- [PROVIDED DATA]
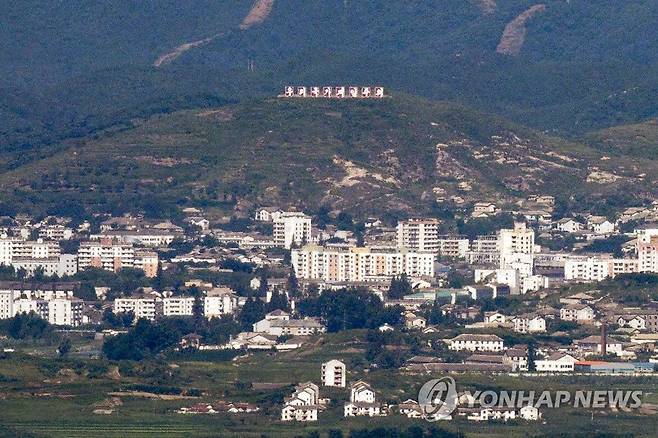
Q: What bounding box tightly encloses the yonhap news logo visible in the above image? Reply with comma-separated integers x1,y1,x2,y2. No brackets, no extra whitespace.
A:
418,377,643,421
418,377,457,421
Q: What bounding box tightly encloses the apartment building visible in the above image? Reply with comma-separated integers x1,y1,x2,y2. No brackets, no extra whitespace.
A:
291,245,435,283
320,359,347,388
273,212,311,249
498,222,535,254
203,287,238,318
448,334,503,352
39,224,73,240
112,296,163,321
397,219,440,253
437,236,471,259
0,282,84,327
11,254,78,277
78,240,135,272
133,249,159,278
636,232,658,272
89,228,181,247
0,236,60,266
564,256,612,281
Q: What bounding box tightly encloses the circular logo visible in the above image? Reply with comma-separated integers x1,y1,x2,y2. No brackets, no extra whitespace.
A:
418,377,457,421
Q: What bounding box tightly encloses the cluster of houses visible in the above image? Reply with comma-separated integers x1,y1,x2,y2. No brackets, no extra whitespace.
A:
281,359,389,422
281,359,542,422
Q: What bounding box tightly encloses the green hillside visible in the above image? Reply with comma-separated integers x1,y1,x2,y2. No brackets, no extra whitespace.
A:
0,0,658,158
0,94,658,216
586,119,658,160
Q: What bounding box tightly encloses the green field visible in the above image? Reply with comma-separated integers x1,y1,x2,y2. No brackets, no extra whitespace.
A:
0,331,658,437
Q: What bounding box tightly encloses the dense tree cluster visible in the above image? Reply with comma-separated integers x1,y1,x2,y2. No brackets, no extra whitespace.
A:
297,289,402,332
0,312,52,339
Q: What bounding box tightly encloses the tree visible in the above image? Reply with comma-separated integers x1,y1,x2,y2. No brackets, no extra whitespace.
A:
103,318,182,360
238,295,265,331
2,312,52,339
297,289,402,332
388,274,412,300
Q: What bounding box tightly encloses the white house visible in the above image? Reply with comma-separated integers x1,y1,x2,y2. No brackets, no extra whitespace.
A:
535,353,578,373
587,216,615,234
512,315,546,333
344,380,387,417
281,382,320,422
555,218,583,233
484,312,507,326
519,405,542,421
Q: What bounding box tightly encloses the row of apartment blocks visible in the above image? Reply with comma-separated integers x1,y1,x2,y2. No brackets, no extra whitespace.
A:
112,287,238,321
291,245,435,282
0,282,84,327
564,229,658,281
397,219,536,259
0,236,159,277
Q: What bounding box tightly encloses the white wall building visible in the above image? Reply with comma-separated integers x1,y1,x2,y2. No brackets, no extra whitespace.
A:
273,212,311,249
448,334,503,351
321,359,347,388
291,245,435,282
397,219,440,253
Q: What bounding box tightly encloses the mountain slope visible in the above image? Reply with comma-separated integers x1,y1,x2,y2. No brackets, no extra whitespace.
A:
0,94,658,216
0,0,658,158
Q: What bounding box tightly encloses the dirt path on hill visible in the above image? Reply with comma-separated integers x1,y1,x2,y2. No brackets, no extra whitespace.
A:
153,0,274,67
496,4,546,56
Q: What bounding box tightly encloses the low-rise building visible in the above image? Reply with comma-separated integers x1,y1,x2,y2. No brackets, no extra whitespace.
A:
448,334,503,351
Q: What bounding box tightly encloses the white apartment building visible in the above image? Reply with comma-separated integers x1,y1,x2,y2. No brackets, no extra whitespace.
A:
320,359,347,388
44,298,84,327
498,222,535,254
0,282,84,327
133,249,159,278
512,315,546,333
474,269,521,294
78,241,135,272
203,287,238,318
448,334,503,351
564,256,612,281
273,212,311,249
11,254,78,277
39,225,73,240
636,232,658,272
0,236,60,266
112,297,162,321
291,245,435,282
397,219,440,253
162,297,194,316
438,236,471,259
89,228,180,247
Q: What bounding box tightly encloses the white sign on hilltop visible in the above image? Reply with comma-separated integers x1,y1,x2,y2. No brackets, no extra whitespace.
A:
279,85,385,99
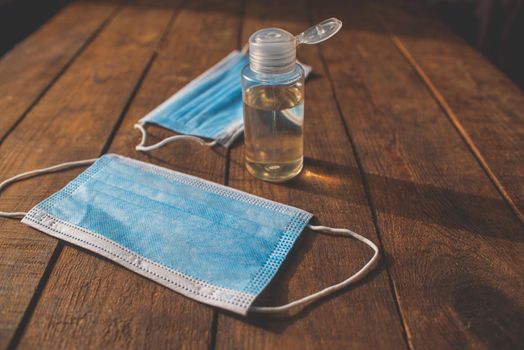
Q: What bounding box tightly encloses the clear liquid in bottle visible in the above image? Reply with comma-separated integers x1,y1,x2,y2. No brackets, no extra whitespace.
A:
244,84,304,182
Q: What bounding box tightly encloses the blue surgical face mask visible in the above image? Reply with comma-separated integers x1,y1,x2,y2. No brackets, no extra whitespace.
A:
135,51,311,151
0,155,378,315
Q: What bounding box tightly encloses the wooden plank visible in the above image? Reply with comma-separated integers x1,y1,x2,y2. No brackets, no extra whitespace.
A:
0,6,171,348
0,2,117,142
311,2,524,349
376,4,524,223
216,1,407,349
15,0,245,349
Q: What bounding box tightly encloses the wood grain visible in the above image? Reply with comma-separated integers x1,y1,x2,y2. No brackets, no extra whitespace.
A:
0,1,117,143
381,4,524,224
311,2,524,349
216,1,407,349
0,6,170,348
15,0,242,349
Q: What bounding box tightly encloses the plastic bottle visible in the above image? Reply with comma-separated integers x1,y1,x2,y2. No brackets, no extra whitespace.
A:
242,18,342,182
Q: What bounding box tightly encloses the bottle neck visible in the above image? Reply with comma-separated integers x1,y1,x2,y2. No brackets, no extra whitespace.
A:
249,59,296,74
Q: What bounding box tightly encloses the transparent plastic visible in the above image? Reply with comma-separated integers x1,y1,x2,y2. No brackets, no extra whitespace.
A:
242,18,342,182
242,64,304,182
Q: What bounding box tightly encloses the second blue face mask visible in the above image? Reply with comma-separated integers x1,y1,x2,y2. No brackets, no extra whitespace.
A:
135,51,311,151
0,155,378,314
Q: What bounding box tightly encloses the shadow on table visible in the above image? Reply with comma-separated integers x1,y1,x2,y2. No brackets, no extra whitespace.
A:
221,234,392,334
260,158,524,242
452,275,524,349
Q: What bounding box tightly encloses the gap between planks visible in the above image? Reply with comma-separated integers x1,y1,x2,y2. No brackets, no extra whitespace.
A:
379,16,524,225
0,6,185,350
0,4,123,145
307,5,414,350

- [THE REQUEST] Reproduce every line of the listing above verbatim, leaving out the pictures.

- [SOLVED PROBLEM]
Q: What bounding box tightly encloses the yonhap news logo visible in the above image? Reply with comma-separated integers x1,y1,x2,y2. No brackets, no extra whitespace.
A:
418,377,643,421
418,377,457,421
Q: What bounding box tightly encloses the apartment building visible in the above image? Reply with comma-separated integers x1,y1,x2,y2. No brackets, no extra whitespace.
A:
291,245,435,283
320,359,347,388
273,212,311,249
498,222,535,254
203,287,238,318
448,334,503,352
39,224,73,240
112,296,163,321
397,219,440,253
437,236,471,259
0,282,84,327
11,254,78,277
78,240,135,272
133,249,159,278
636,232,658,272
89,228,181,247
0,236,60,266
564,256,612,281
Q: What bounding box tightly encloses the circular logo visible in the above image? Reply with comma-separated integers x1,y1,x2,y2. No brackets, no extra whitespace.
A:
418,377,457,421
Q: What bounding box tightly encloses the cluster of houses visible in the above image? Reply with comma-separated integers x1,y1,x2,y2. No brackets, no extra whitespace.
A:
281,359,389,422
281,359,542,422
Q: What bounding box tightly encloses the green hillside visible in the above image? Reply with comma-separated integers x1,y1,x2,y2. No brackets, no extra whitespace.
A:
0,0,658,158
0,94,658,216
586,119,658,160
Q: What bounding box tightly encloses the green field visible in the above image? Reply with comma-separated integers x1,y1,x2,y2. No brackets, no extra whitespace.
A:
0,331,658,437
Q: What bounding box tightly encloses the dense tree cluster visible in the above image? Reply with comma-separated integers x1,y1,x2,y2. No brackets, no extra whitespace.
A:
297,289,402,332
0,312,52,339
Q: What bounding box tightly encloses the tree visible in the above image? Reply with comma-separated integers x1,y1,x2,y2. No brackets, no extra whitespace.
A:
103,318,182,360
238,295,265,331
2,312,52,339
297,289,402,332
388,274,412,300
Q: What bounding box tightly encloses the white house visible in the above image? Reply with comma-separated integers x1,y1,x2,y2. No brackets, no extra whitespace.
A:
535,353,578,373
587,216,615,234
512,315,546,333
344,380,387,417
281,382,320,422
555,218,583,233
484,312,507,326
519,405,542,421
Q: What bounding box tightly encloses the row of apartment blocks visible in the above image? Reply with comma-separated integers x1,y1,x2,y2. No brackets, no extra whitespace.
A:
112,287,238,321
291,245,435,282
0,282,84,327
564,229,658,281
397,219,536,259
0,236,159,277
Q: What bounding box tightly encloses the white wall building visible in the above image? Reply with comma-separated integers x1,y1,x2,y2. No brackets, no extra whitespace.
A:
273,212,311,249
448,334,503,351
321,359,347,388
291,245,435,282
397,219,440,253
Q: What bounding box tightly encloses the mountain slope visible in the above image? Reply with comma-separated integers x1,y1,x2,y2. No brackets, no extra whitespace.
A:
0,94,658,216
0,0,658,158
Q: What bounding box tightly encloses the dirt path on hill visible in the above image? Reply with comma-separated integers x1,y1,x2,y2. No brackets, no extra whitespace.
A:
153,0,274,67
496,4,546,56
Q: What bounding box tightly encloses the low-rise building visible in the above image? Reply with comma-separated integers x1,y1,x2,y2. No brackets, no extra whitespace.
A:
448,334,503,351
Q: What bounding box tightly encloses the white apartment building visible in the above image? Reply with comma-separated integers x1,y1,x2,y2. No brackets, no extra whitespace.
A:
320,359,347,388
44,298,84,327
498,222,535,254
0,282,84,327
133,249,159,278
512,315,546,333
474,269,521,294
78,241,135,272
203,287,238,318
448,334,503,351
564,256,612,281
273,212,311,249
11,254,78,277
39,225,73,240
636,232,658,272
0,236,60,266
112,297,162,321
291,245,435,282
397,219,440,253
162,297,194,316
438,236,471,259
89,228,180,247
Q: What bounding box tightly encloses the white sign on hilltop visible in the above image? Reply with comma-separated integers x1,y1,x2,y2. No brackets, no extra whitespace.
A:
279,85,385,99
Q: What bounding box tightly encloses the clear liquid in bottle visible in the above image? Reply with comma-separated integers x1,y1,x2,y2. No brackets, no extra whitespace.
A:
244,84,304,182
Q: What bounding box tightly encloses the blue surgical face mask visible in the above image? Reply with comma-separated integers x1,y1,x2,y2. No brackets, no extra whitespace.
A:
135,51,311,151
0,155,378,315
Q: What bounding box tightly encloses the wooden plank visible in the above image? Reply with comma-separated integers x1,y1,x2,y2. No brackets, no extra whitespace.
A:
0,6,171,348
0,2,117,142
311,2,524,349
376,4,524,223
216,1,407,349
15,0,245,349
Q: What bounding box tightly encloses the wood grain visible in the above image? Reply with comma-separated integers x1,y1,x2,y2. No brackets, no extra whitespace.
A:
0,1,117,143
381,4,524,224
311,2,524,349
216,1,407,349
0,6,170,348
15,0,242,349
Q: What bounding box tightly encloses the plastic bottle visible in the above image? Reply with comma-separated integers x1,y1,x2,y2. No brackets, no extra whitespace.
A:
242,18,342,182
Q: What bounding box tightly encloses the bottle neck visible in the above image? Reply with comma-separated integers x1,y1,x2,y2. No brackets, no extra whitespace.
A:
249,59,296,74
Q: What bounding box tightly encloses the transparent plastic visible in the above image? Reply with comma-separated integers x1,y1,x2,y2. No brackets, no extra whitespace.
A:
242,18,342,182
242,64,304,182
Q: What bounding box tightly encloses the second blue face mask visible in the above image? Reply with comma-separated integers x1,y1,x2,y2. No brackets, no extra whitespace.
A:
135,51,311,151
0,155,378,314
Q: What bounding box tightly encloses the shadow on table visible in the above image? Reply with comma-separated integers x1,y1,x2,y2. No brackets, no extra whitespace.
A:
221,234,392,334
260,158,524,242
452,275,524,349
Q: What bounding box tightly encloses the gap between planks visible in the above image? Reply with comma-separated integers x1,y1,x2,y2. No brackets, no extra whitespace.
A:
379,16,524,225
0,6,185,350
0,4,123,145
307,5,414,350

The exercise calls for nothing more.